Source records
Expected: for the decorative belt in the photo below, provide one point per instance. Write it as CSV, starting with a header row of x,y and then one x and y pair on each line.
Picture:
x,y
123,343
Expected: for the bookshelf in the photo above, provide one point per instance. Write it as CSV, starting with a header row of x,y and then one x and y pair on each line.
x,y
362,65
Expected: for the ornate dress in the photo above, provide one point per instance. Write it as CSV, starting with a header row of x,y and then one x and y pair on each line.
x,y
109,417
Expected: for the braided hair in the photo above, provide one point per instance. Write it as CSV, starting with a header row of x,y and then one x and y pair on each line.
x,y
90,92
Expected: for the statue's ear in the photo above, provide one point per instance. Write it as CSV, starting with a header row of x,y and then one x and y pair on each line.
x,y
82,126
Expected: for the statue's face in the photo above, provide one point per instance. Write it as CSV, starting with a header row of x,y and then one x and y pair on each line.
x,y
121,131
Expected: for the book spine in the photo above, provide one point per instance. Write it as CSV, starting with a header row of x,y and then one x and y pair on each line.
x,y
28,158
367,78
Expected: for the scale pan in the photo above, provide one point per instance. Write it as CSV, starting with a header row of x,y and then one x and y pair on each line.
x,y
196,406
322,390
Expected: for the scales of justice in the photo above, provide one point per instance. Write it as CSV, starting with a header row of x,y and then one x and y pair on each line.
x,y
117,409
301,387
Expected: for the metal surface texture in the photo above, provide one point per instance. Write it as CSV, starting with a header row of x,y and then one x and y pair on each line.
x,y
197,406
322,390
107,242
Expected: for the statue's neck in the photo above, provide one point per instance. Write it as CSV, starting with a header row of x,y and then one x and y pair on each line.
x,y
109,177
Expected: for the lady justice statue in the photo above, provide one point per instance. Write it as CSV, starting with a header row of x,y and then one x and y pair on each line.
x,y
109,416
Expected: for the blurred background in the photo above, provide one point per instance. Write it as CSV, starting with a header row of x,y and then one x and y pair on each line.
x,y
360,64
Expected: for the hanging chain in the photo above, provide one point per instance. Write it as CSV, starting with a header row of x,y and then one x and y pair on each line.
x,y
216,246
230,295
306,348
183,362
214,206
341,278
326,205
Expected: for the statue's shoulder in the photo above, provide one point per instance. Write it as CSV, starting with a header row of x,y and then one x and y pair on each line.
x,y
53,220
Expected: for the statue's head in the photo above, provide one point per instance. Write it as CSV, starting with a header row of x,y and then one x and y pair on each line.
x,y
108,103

DIRECTIONS. Rescale the lines starting with the one containing "Expected: for the statue's head" and going on through the end of the rows, writing them all out again with the request included. Multiply each x and y coordinate in the answers by 0.55 and round to whole numbers, with halves rounded up.

TASK ANSWER.
Expected: for the statue's head in the photo above, provide one point per instance. Write it as CSV, starting with a header row of x,y and then one x and y pair on each line.
x,y
59,57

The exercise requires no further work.